A block of data:
— start —
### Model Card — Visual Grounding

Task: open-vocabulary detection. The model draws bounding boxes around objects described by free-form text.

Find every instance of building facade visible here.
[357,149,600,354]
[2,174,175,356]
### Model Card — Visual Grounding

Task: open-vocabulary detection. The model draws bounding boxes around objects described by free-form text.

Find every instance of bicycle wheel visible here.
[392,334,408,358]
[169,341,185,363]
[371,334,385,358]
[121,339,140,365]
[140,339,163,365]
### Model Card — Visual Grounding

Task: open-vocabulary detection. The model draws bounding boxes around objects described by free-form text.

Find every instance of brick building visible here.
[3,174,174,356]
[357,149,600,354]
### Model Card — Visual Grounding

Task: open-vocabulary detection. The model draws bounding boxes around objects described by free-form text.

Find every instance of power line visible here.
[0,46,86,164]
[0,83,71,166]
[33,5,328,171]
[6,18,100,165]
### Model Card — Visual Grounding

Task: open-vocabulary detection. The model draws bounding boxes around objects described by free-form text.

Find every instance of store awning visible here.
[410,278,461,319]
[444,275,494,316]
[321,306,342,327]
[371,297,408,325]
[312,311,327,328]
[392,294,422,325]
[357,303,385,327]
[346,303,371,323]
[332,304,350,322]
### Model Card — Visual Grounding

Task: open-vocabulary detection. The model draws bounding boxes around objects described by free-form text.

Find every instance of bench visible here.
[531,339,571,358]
— end —
** What the exercise asks **
Gather each line in the items above that contains the word "every".

** Answer to the exercise **
Find every instance of building facade visible here.
Find every instance of bicycle wheel visible here.
Find every instance of brick building visible here.
Find every instance of power line visible here.
Find every instance of store awning visible here.
Find every instance of bench visible here.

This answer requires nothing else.